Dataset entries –
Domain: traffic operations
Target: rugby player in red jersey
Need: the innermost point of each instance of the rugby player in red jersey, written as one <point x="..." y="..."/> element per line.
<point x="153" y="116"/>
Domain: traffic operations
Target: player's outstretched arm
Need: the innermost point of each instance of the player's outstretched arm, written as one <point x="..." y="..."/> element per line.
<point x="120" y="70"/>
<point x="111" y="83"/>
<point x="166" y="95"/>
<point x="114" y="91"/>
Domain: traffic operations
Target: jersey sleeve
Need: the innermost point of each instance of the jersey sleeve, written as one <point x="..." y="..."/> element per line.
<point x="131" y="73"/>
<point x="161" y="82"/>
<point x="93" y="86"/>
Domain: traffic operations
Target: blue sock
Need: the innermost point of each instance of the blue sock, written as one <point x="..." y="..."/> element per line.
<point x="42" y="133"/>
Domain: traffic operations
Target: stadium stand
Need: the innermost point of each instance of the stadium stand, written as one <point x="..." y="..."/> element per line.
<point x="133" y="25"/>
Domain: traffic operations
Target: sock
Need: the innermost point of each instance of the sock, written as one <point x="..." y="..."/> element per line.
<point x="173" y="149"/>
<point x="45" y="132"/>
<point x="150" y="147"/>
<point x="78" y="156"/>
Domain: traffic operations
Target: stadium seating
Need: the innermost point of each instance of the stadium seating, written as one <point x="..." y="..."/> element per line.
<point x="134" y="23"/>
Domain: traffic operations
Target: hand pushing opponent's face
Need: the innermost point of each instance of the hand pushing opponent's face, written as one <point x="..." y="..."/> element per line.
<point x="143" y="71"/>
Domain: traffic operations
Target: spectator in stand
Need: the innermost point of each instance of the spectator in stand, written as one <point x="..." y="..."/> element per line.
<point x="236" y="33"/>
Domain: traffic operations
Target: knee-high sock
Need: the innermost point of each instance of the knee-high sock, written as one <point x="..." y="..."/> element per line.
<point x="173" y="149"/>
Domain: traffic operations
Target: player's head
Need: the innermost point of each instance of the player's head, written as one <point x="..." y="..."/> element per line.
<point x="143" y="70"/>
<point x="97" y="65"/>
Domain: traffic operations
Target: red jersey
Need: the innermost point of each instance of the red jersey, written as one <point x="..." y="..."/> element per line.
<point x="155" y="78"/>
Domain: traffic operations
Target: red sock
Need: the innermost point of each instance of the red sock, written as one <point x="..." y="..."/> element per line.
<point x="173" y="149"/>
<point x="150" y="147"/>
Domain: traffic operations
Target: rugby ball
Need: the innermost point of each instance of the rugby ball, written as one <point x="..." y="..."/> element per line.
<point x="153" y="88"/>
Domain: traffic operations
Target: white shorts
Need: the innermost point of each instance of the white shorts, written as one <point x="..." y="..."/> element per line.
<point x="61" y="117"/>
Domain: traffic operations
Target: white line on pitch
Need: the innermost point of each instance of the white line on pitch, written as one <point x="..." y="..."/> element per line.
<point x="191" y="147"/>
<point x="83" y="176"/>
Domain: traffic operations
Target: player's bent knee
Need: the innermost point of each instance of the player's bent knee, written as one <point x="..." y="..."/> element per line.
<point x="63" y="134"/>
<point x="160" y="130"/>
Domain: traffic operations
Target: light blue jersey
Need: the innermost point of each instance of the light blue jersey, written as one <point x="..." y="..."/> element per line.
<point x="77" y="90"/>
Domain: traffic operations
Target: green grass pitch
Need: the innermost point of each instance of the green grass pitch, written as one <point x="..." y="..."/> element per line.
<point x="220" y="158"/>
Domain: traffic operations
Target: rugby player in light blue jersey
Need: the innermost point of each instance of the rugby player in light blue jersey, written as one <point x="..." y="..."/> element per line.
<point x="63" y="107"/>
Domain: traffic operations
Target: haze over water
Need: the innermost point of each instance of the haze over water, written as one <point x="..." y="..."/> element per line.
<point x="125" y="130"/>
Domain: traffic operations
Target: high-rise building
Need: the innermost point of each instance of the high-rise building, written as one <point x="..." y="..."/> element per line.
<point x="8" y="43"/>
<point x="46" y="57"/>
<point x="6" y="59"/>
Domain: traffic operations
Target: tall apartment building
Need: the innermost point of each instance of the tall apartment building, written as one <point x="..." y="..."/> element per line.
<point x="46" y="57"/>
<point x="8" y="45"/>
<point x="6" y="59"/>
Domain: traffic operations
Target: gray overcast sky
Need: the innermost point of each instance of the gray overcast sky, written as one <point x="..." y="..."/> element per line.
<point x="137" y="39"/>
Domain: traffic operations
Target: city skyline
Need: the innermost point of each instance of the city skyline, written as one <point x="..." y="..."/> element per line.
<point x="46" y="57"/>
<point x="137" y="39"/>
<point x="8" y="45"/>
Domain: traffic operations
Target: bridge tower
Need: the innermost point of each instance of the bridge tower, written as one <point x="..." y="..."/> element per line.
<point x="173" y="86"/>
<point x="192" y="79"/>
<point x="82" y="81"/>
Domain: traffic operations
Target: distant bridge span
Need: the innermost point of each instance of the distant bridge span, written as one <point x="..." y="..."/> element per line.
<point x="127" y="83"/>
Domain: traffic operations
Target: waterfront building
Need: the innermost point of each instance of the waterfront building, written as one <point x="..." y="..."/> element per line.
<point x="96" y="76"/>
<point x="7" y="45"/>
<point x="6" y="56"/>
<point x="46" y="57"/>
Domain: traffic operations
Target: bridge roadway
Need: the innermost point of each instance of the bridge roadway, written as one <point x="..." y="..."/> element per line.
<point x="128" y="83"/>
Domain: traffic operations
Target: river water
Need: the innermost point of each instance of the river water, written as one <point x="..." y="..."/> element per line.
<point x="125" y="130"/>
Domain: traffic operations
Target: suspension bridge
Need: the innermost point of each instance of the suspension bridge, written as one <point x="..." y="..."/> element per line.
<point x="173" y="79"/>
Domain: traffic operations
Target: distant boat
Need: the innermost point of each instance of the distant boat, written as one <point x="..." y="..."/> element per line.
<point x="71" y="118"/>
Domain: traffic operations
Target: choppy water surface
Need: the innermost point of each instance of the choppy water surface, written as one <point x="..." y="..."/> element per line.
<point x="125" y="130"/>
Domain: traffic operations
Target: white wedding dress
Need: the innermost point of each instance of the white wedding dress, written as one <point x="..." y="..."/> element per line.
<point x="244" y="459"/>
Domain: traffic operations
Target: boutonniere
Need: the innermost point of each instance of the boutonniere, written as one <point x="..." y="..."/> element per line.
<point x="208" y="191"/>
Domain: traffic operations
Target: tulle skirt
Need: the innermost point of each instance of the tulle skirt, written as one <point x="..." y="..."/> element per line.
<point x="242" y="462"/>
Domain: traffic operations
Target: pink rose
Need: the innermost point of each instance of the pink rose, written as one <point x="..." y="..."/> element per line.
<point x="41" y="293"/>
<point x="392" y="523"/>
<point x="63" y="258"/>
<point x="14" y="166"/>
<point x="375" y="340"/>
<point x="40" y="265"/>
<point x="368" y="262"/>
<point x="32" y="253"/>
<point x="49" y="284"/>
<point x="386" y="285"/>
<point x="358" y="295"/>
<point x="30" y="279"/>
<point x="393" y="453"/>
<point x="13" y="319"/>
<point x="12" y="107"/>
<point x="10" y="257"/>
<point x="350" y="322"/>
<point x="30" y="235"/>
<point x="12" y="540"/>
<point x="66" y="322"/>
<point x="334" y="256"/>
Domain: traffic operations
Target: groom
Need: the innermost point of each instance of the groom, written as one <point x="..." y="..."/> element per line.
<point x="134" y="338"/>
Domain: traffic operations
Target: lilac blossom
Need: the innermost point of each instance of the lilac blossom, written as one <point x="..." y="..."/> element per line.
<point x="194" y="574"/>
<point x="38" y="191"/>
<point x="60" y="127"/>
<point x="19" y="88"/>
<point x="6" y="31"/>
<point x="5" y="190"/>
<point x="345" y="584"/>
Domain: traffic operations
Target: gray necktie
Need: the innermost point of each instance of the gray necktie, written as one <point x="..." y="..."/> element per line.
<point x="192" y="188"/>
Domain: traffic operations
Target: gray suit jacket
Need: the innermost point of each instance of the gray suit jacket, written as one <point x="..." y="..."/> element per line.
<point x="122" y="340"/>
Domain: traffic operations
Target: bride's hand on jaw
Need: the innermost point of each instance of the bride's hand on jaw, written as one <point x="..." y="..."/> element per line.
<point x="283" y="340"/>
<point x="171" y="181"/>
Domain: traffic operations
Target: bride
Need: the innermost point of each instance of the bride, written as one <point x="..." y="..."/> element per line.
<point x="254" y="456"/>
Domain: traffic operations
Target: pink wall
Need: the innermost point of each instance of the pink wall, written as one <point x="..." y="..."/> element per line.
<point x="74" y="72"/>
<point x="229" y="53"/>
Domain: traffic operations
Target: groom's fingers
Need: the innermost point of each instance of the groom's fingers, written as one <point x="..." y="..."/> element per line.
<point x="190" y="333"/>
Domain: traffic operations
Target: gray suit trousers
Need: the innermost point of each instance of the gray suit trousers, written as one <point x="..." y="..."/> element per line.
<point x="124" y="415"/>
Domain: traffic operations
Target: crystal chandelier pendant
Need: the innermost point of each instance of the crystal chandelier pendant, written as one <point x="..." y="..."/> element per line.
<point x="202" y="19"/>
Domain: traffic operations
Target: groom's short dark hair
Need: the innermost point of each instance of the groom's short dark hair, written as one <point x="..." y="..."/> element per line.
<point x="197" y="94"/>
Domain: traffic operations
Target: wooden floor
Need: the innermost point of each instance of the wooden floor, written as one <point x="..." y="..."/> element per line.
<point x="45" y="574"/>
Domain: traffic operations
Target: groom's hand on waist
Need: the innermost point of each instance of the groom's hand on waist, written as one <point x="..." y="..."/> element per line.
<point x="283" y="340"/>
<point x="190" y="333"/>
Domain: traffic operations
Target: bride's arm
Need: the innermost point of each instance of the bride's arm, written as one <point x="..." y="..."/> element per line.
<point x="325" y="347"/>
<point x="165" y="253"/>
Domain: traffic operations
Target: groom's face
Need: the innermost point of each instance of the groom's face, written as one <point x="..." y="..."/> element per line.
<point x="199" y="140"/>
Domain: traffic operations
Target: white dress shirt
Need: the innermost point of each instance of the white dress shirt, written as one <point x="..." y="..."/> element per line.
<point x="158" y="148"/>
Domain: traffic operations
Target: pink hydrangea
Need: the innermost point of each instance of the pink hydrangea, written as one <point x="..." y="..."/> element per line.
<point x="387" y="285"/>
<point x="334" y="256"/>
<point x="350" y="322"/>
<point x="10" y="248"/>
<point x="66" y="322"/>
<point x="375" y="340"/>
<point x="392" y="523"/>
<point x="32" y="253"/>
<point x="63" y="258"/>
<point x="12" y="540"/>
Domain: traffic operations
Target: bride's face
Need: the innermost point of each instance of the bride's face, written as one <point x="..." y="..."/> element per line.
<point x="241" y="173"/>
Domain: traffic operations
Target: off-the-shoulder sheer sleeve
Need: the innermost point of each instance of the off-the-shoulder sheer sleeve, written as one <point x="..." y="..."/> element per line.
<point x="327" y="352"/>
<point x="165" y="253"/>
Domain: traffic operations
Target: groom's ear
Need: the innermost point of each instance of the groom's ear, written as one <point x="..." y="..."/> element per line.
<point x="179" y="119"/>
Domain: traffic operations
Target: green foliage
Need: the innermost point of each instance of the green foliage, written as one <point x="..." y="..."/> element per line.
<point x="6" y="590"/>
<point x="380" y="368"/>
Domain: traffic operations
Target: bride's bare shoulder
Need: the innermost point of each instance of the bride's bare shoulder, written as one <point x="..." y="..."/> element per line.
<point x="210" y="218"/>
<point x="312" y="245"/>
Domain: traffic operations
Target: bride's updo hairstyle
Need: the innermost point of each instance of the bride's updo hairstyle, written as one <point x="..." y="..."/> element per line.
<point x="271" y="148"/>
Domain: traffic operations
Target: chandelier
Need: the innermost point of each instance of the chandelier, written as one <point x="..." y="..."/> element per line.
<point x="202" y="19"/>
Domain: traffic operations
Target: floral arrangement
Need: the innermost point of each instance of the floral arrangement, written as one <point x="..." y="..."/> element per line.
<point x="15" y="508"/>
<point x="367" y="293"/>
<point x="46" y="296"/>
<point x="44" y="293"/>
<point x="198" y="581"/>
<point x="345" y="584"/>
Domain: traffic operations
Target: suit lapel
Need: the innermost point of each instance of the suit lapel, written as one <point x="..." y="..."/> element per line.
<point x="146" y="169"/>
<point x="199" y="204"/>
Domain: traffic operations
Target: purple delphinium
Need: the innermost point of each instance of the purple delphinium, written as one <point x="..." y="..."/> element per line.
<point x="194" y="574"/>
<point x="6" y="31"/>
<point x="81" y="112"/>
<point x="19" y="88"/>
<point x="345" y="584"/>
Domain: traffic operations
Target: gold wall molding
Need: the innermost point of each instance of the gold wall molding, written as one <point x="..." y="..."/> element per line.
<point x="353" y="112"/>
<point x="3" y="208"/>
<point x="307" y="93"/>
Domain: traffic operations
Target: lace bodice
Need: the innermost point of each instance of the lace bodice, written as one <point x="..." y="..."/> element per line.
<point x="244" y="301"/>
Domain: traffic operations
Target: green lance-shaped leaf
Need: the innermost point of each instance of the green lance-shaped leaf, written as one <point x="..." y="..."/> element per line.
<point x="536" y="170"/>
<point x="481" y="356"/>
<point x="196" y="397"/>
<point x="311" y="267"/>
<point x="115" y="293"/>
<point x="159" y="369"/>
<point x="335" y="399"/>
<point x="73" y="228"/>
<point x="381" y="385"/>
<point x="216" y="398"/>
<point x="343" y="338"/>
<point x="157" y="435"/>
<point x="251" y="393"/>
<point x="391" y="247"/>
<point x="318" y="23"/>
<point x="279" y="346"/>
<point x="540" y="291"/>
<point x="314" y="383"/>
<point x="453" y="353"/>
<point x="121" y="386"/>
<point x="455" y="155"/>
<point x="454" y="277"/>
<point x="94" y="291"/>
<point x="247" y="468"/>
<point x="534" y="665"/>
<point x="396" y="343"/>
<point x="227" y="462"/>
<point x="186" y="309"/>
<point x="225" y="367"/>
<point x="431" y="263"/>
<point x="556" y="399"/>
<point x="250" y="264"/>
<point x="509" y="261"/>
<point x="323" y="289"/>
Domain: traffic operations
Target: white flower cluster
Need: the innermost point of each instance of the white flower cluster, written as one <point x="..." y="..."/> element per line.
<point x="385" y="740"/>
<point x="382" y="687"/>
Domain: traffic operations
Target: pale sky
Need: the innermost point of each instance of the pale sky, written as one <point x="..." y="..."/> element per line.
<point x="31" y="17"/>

The task – State only the number of lines in the rows above that contain the string "necktie". Matching is case-sensitive.

Task response – 2